-- Отрывок из текста --
※

Неизвестные лики войны - Казаринов Олег Игоревич (читать книги полные .txt) 📗
Война — это цинизм.
В средние века византийцы выкалывали глаза пленным болгарам и отпускали их домой, оставляя на 100 ослеплённых одного зрячего в качестве проводника. (Византийский император Василий II в нач. XI века даже получил жутковатое прозвище — Болгаробойца.) Однако эта практика объяснялась не изощрённым садизмом. И, конечно, не проявлением гуманности. За ней стоял трезвый расчёт, направленный на истощение экономики противника. Ведь вернувшиеся из плена инвалиды не только уже никогда не смогут взять в руки оружие, но и выпадают из производительного процесса. Какие из слепых кузнецы, каменщики, лесорубы, гончары, пахари?
Наоборот, они становились нахлебниками и требовали за собой ухода. Их обслуживали их семьи. Сын такого слепца становится единственным кормильцем и уже не пойдёт в поход на турок. На кого он оставит беспомощного отца и мать?
Лихорадочное производство вооружений, привлечение в промышленность большого числа женщин и подростков, неквалифицированных рабочих позволяет войне собирать среди них обильную жатву.
Мало кто знает, что в США с начала войны по 1 января 1944 года на производстве получили травмы 210 000 человек. 37 000 человек погибло. Это на 7500 больше, чем страна потеряла на полях сражений.

※

-- Исходный материал --

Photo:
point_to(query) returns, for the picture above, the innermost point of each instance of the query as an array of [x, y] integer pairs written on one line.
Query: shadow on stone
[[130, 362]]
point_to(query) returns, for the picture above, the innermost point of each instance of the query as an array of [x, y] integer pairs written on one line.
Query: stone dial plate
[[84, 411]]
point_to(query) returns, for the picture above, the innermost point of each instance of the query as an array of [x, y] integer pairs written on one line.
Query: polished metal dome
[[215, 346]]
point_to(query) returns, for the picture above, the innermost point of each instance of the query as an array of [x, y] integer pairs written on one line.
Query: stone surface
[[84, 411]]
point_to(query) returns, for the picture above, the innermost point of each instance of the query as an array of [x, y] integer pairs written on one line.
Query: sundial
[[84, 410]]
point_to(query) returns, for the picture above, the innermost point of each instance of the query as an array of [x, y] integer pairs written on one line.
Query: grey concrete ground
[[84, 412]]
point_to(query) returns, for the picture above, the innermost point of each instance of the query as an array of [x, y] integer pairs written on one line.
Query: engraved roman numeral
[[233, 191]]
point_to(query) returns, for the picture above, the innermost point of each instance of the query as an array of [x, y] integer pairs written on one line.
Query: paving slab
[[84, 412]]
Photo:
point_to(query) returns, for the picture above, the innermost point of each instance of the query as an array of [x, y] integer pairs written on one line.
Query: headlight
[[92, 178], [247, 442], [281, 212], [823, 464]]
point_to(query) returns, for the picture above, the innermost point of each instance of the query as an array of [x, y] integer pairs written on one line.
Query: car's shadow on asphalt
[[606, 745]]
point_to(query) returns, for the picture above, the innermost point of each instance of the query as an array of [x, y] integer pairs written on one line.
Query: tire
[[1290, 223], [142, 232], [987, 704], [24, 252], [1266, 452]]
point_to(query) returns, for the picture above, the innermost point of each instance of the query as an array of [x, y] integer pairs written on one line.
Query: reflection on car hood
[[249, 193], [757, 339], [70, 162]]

※

-- Задание --
Сколько человек погибло на производстве в США с начала войны по 1 января 1944 года, согласно отрывку из текста?

-- Ответ на задание --
37 000 человек.